**Source document**
---+---
Psychology has been applied in many different areas of everyday life to try and explain why we behave in the ways that we do. However it is important to note that although psychology does give a broader insight into understanding most human behaviour, it is not possible to have one single conclusive theory. It is more often the case that many different theories can be combined in order to produce a more comprehensive explanation of behaviour. This is true when psychology is used to explain addictive behaviours; there is not one conclusive theory that explains substance addiction and dependence.
An addiction is a syndrome involving behaviour and feelings of impaired control (West 2006). Addictive drugs are those whose reinforcing effects are so potent that some people who are exposed to the drugs are unable to go for very long without taking them, and whose lives become organised around taking the drug. Drug dependence is said to occur when ‘the individual continues use of the substance despite significant substance related problems’ (Davies 1997).
---+---
**Extracted information**
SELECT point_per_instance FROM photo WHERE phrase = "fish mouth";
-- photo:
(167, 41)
---+---
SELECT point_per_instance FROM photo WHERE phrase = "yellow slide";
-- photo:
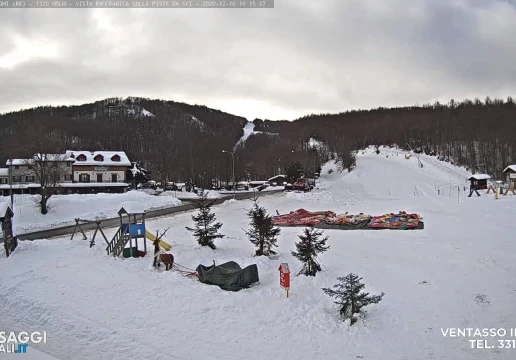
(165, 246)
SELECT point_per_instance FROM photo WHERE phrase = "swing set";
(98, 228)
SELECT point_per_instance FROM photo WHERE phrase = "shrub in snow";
---+---
**Required work**
1/ Transcribe the part of the passage on the psychology of addiction that opens with the words containing "An addiction is" and closes with "problems’ (Davies 1997).".
2/ Write the next part of the passage on the psychology of addiction, continuing after its final sentence.

**Answer set**
1/
An addiction is a syndrome involving behaviour and feelings of impaired control (West 2006). Addictive drugs are those whose reinforcing effects are so potent that some people who are exposed to the drugs are unable to go for very long without taking them, and whose lives become organised around taking the drug. Drug dependence is said to occur when ‘the individual continues use of the substance despite significant substance related problems’ (Davies 1997).

2/
This essay will draw together and discuss the various psychological theories, concepts and explanations in order to evaluate how effective these have been in explaining drug addiction and dependence. As with many areas of psychology, problems arise when behaviour needs to be defined. This is particularly true with addiction. How do we know when someone is addicted? Where are the boundaries? ‘Addiction’ is yet another socially constructed term that is difficult to define because what constitutes an addiction to one person is not addiction to another.
In order to understand why it is that addictive behaviours occur, we must first acknowledge that there are two types of dependence. Eddy et al (1965) defined psychological dependence as “A feeling of satisfaction and a psychic drive that requires periodic or continuous administration of the drug to produce pleasure or avoid discomfort” (cited in Ghodse 1995). This kind of dependence demonstrates an overriding compulsion to take the drug, even when the individual is certain in the knowledge that it is harmful, or when aware of the consequences of possession of the substance (Ghodse 1995).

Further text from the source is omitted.